• **Task instructions**: Reproduce every one of the rows below verbatim, leaving out the pictures.

• **Dataset content**:
::::::::::

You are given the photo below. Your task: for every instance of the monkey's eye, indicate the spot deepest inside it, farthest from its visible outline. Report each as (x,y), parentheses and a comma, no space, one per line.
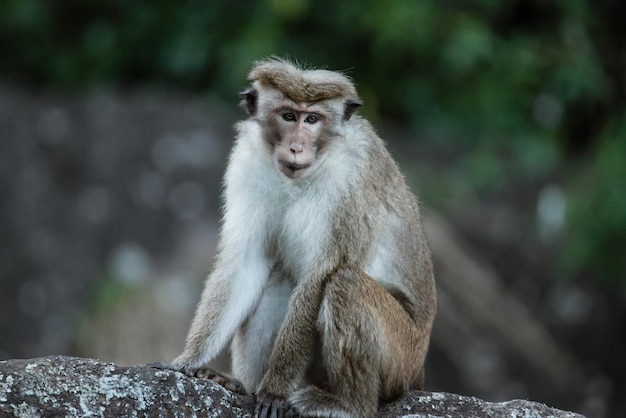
(289,116)
(312,119)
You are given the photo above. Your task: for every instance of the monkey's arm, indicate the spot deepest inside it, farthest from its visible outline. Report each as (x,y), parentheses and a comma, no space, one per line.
(228,298)
(294,345)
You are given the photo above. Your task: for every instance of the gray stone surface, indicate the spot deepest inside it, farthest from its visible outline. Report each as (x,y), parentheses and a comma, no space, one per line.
(77,387)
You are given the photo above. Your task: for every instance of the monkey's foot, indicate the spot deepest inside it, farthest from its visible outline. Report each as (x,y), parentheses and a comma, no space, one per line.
(224,380)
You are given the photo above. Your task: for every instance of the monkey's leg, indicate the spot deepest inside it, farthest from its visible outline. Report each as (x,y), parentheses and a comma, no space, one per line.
(371,349)
(253,342)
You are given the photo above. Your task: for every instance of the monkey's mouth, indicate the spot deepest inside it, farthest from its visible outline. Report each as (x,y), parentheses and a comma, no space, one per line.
(293,167)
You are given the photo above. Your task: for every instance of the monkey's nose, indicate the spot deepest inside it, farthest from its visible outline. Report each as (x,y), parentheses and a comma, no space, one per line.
(296,148)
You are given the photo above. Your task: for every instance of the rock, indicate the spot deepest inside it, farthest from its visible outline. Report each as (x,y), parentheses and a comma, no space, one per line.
(76,387)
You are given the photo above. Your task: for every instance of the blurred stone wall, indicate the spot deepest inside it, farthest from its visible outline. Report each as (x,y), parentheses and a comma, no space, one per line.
(93,185)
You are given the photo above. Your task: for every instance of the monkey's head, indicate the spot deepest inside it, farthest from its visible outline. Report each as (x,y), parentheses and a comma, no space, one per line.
(300,111)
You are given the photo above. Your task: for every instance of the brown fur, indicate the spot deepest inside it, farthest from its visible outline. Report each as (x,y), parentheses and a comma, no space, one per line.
(348,339)
(301,85)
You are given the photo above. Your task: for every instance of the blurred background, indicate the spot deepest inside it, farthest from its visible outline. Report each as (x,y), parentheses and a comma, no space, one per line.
(507,117)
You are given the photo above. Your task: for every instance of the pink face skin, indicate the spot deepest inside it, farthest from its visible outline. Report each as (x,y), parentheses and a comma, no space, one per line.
(297,140)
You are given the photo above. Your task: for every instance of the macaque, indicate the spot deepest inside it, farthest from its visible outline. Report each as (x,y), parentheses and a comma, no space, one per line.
(323,279)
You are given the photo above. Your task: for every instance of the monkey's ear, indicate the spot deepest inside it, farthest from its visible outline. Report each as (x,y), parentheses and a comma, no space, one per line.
(350,106)
(249,101)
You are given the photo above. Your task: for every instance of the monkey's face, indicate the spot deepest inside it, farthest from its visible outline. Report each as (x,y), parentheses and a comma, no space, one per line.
(297,135)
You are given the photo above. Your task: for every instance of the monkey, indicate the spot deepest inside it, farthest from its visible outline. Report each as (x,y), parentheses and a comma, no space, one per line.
(322,279)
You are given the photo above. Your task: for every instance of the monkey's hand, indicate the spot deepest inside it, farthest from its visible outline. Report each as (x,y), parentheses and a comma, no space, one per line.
(224,380)
(270,406)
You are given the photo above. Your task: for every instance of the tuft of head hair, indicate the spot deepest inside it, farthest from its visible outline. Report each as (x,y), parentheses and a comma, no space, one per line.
(301,85)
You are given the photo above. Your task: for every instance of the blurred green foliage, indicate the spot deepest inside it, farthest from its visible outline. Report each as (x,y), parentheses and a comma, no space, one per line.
(518,88)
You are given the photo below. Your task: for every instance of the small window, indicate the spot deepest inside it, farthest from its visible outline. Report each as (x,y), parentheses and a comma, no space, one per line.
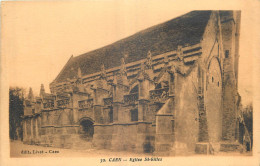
(134,115)
(226,53)
(111,116)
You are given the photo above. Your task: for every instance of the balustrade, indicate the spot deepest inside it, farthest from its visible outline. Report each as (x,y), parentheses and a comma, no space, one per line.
(63,103)
(86,103)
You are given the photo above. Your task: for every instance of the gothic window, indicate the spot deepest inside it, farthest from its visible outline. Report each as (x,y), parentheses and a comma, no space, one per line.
(226,53)
(134,115)
(111,115)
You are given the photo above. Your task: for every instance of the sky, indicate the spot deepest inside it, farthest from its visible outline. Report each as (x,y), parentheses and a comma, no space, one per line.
(38,38)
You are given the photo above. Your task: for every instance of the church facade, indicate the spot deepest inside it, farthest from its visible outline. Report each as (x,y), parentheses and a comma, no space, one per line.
(170,89)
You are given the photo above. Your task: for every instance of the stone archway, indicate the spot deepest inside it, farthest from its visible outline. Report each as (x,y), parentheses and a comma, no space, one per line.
(213,101)
(86,129)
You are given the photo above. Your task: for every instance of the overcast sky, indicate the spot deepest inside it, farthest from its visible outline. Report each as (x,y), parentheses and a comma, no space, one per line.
(39,37)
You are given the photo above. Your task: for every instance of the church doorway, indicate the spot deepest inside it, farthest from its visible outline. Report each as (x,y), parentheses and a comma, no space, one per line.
(86,130)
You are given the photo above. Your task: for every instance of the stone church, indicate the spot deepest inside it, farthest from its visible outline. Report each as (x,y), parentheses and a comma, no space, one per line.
(170,89)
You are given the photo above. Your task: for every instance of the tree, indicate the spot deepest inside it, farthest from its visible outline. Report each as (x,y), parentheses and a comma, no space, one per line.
(16,109)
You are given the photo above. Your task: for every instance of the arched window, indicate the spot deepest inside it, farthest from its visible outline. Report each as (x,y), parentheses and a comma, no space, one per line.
(110,114)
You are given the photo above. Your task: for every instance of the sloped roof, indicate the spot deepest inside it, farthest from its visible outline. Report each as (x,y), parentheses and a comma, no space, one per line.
(185,30)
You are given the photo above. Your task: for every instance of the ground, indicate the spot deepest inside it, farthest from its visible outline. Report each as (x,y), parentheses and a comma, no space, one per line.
(20,150)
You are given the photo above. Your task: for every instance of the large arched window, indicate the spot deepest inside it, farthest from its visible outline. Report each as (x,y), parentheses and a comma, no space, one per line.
(86,129)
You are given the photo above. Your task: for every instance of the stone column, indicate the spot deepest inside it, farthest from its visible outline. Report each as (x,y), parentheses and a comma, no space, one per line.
(25,131)
(32,138)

::::::::::

• **Complete answer**:
You are given the photo below. Your task: for every instance of the monkey's eye, indicate the spot deepest inside it, farthest from its visible outline. Report each as (x,y), parentheses and a comma, no space, one per line.
(289,116)
(312,119)
You are given the photo above. Your task: for every instance of the monkey's arm, indicate the spot deepest inside it, farthest from its visible outline. Report each as (x,y), parentheses and a comma, no space, one per line.
(228,298)
(294,345)
You are given the photo above. Your task: for every instance of the gray stone surface, indicate the spot deepest inside it, farthest from its visible outline. Report each as (x,y), parentheses and a comma, no space, one per line.
(77,387)
You are given the photo above. Your task: for every instance of the monkey's foot, indicate the spot deepest inside it, farthest from its visible outline. Report each as (x,y), parentheses and a comma, no space, one per line.
(224,380)
You are given the photo above. Your task: for every instance of the monkey's leg, indicate the spot deepest inside it, farthest from its visible outline. Report each as (x,y), parentheses and a comma, no space, one per line.
(371,349)
(253,342)
You are given the photo above. Your task: for every instance of the monkey's mouth, indicate the spot deepest inside it, farthest from its visible outline. Report each as (x,y), parentheses and a comma, no space, one per line.
(293,167)
You are given the photo above. Your task: for every instance of the monkey's nose, indicate the spot deepest inside it, farthest from its visible outline. Report each as (x,y), parentheses and a comma, no space, one per line.
(296,148)
You are given the photo above. Your task: for every instance of the rock, indicate the spot deepest inside it, farthest from its visible outline. Report each as (x,y), parentheses and a comma, no space, one per line.
(76,387)
You are given the photo above. Your task: for every instance of the blurred stone wall, indicate the spot deepest inside it, farthest from its visible outline. Report each as (x,y), parentheses and a comma, no space, one per line.
(93,185)
You are given the photo above. Your task: for every instance of the monkey's head, indicate the spot deepest inside it, farthest from its visible outline. Report each as (x,y), parentheses and a comma, no space, one per line.
(300,111)
You are given the photo above. Your task: for every instance of the brown fur, indicate the spot deepest inside it, farthest from its visible outline. Report each as (x,y), parentheses and a comma, no space, one per line.
(348,339)
(301,85)
You are given the photo above. Your task: for every instance of the blurred background, indicate the spot deepest inside it, farthest from its visible outline. Report each as (x,y), parentheses and a comma, no space, one per line.
(507,117)
You are given the photo above. Your task: for every instance of the pink face skin, indicate the spot deepest inside it, farthest from its visible outline. Report each as (x,y), parentheses and a comma, no space, one per line.
(297,140)
You are given the photo above. Your task: for every instance of the macaque, indicate the spot deepest inside it, farthest from its visible outline. Report each as (x,y), parentheses and a comma, no space, one per line.
(323,279)
You are given the photo above. Your task: for every instance of the monkey's ear, indicate the spot deepest inside it, farthest from its visible outline. Report each as (x,y), parentheses and a comma, no space, one per line.
(350,106)
(249,101)
You are given the photo above. Your task: for every instance of the monkey's face, indicate the spot deepest inside it, farthest from its visible outline. Report each as (x,y), parentheses and a comma, no space, one per line.
(297,135)
You are given the photo above. Your task: for every instance of the monkey, indicate the spot deepest inside it, farthest from its visible outline. Report each as (x,y), parentheses and a comma, no space, one per line.
(322,279)
You are given the photo above. Your task: for every instance of the monkey's hand, indicate the spot deepest inside it, farthest from its visible outline. Report each as (x,y), parentheses and a comma, no space, one per line.
(224,380)
(270,406)
You are given the photo above. Your task: for every instance of the tuft of head hair, indicate the spot deepest inside it, farthest from its visible outline. Report each as (x,y), parentheses and a comma, no space, one per line.
(301,85)
You are given the photo above. Your task: for every instance of the blurred green foliage, indicate the spot deepest inside it, farthest from its visible outline. Report each as (x,y), parentheses and a comma, no space, one per line.
(518,88)
You are given the photo below. Your task: for every instance of the small window, indicate the spot deepest inside it, farthest from its visible outline. Report each as (x,y), parentheses and a comma, no space, one per line.
(134,115)
(226,53)
(111,116)
You are given the photo above. Your task: for every instance of the balustrade, indicate the spot deepest inside it, farthest from its visible outline. Report each as (x,y), parentheses and a comma, no space, one per line.
(63,103)
(86,103)
You are given the photo above. Your task: for every instance of the gothic window, indicate the spot deepest inside it, farthest from its visible outline. Report each as (x,y), parentheses and a comma, no space, one per line.
(226,53)
(134,115)
(111,115)
You are given the photo above. Your task: for every instance of the sky, indicate the spot deepest inside it, farthest from its visible outline. Report each as (x,y), parentheses and a comma, no space, one per line.
(38,38)
You are given the photo above. Your task: for every instance of the church facade, indicate the spot deepest inside it, farthest from its visible outline. Report each as (x,y), parentheses and a comma, no space, one per line.
(170,89)
You are given the photo above. Your task: for every instance of the stone archway, indicate the spot deepest inside it, farthest from its visible outline. Report each as (x,y), parentheses and a comma, no space, one per line.
(213,101)
(86,129)
You are given the photo above. Your task: for every instance of the overcast sky, indicate the spot deepest inside it, farthest from its visible outline. Report each as (x,y), parentheses and a comma, no space, one per line.
(39,37)
You are given the photo above. Your task: for every instance of the church doorway, indicate the spot deepest inside it, farthest from its visible outline. Report each as (x,y), parentheses and a comma, no space, one per line.
(86,130)
You are given the photo above. Your task: for every instance of the stone church, indicate the spot deepest inside it, farthest from its visible outline. Report each as (x,y), parentheses and a comma, no space, one per line.
(170,89)
You are given the photo above. Your task: for every instance of the tree, indicate the spot deepest inside it, farthest from its visible outline. Report each as (x,y), parentheses and a comma, no space, one per line.
(16,109)
You are given the photo above. Your task: for every instance of the arched window, indicate the spot deepest inside it, farthest from its visible outline. Report each as (x,y), parentheses and a comma, no space, one per line.
(110,114)
You are given the photo above. Your task: for every instance of the sloped roof, indicate the spot deepest inside it, farthest from its visible outline. Report each as (x,y), parentheses and a comma, no space, one per line.
(185,30)
You are given the photo above. Your task: for every instance of the ground, indicate the spot deepest inside it, farthest from its visible outline. Report each as (x,y), parentheses and a comma, no space, one per line.
(20,150)
You are given the photo above. Your task: for every instance of the large arched window, indicate the spot deepest inside it, farthest from its visible outline. Report each as (x,y), parentheses and a comma, no space, one per line.
(86,129)
You are given the photo above. Your task: for every instance of the stone column, indicate the spot deepest inside it, farthest from its visible outline. Report each as (x,y), parentheses and a comma, no space, one per line.
(25,131)
(32,138)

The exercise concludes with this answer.